**OBJECTIVE**
Reproduce each of the following records word for word, in the same order and with the same line breaks.

**GIVEN RECORDS**
□ □ □

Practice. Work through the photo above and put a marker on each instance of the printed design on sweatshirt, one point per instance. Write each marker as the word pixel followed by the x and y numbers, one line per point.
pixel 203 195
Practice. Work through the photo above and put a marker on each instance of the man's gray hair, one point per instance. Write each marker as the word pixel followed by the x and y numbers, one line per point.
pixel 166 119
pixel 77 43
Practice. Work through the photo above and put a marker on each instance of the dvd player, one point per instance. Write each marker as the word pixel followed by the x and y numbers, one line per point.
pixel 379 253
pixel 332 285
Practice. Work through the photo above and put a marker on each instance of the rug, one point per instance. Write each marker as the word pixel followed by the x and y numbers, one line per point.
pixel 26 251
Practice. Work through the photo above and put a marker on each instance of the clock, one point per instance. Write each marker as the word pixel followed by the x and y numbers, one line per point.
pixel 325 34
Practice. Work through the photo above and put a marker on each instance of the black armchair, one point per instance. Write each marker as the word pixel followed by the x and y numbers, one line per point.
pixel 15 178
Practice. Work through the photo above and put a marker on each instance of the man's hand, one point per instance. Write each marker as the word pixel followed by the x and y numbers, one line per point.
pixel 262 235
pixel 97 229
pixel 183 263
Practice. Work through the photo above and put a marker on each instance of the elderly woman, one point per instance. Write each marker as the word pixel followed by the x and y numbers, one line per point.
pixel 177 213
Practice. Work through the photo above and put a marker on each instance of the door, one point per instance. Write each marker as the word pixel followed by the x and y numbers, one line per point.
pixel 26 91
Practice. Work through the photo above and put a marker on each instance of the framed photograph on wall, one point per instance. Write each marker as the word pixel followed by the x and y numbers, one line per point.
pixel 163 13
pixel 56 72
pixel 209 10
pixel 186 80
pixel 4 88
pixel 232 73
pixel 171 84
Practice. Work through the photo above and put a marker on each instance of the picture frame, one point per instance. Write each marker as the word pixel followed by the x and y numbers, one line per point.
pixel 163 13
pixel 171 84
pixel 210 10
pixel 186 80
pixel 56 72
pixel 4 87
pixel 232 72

□ □ □

**FINISHED TASK**
Practice. Work through the photo above and put a marker on each instance of the printed design on sweatshirt, one point per instance. Write each marker as the word pixel followed by the x and y numbers, one line per point.
pixel 203 195
Practice. Work through the photo above and put a marker on each instance of the man's gray hair, one point per instance. Write each marker as the word pixel followed by the x and y numbers, one line per point.
pixel 166 119
pixel 77 43
Practice. Work through the photo above and put a marker on each instance of the dvd player, one point per instance. Write each marker as the word pixel followed by the x and y numbers, one line per point.
pixel 379 253
pixel 332 285
Practice. Work through the photo above and put a marker on each instance of the rug, one point per instance. Write each marker as the word pixel followed by the x and y numbers, one line per point.
pixel 26 251
Practice. Work through the photo above and put a marker on each instance of the clock, one point per instance. Write each marker as the word pixel followed by the x and y numbers, one line per point.
pixel 325 34
Practice. Work through the photo above and put a marker on each instance of the black armchair, one point per instance. Write each marker as the word pixel followed by the x and y numbers, one line per point.
pixel 15 178
Practice. Work through the photo above and put a marker on each instance of the man's hand, one point per instance. Write each marker as the word pixel followed by the x and y numbers, one line per point.
pixel 262 235
pixel 97 229
pixel 183 263
Practice. Work through the photo above and put a marker on each instance of the elderly woman, one point per instance. Write each marker as the word pixel followed by the x and y numbers, one line per point.
pixel 177 213
Practice. Work through the photo above and put a marker on each instance of the door, one point per instance. Write each marker as the word pixel followed by the x and y numbers, one line per point.
pixel 26 91
Practice. Work through the photo above and put a marker on each instance of the framed photograph on wall, one point per instance. Write each marker as the word pixel followed by the x and y numbers, one line per point.
pixel 163 13
pixel 56 72
pixel 209 10
pixel 186 80
pixel 4 88
pixel 232 73
pixel 171 84
Practice. Work through the photo above and put a marker on each instance of the picture frame, one point per instance. Write each marker as the word pixel followed by the x and y numbers, one line per point.
pixel 163 13
pixel 171 84
pixel 210 10
pixel 186 80
pixel 56 72
pixel 4 87
pixel 232 72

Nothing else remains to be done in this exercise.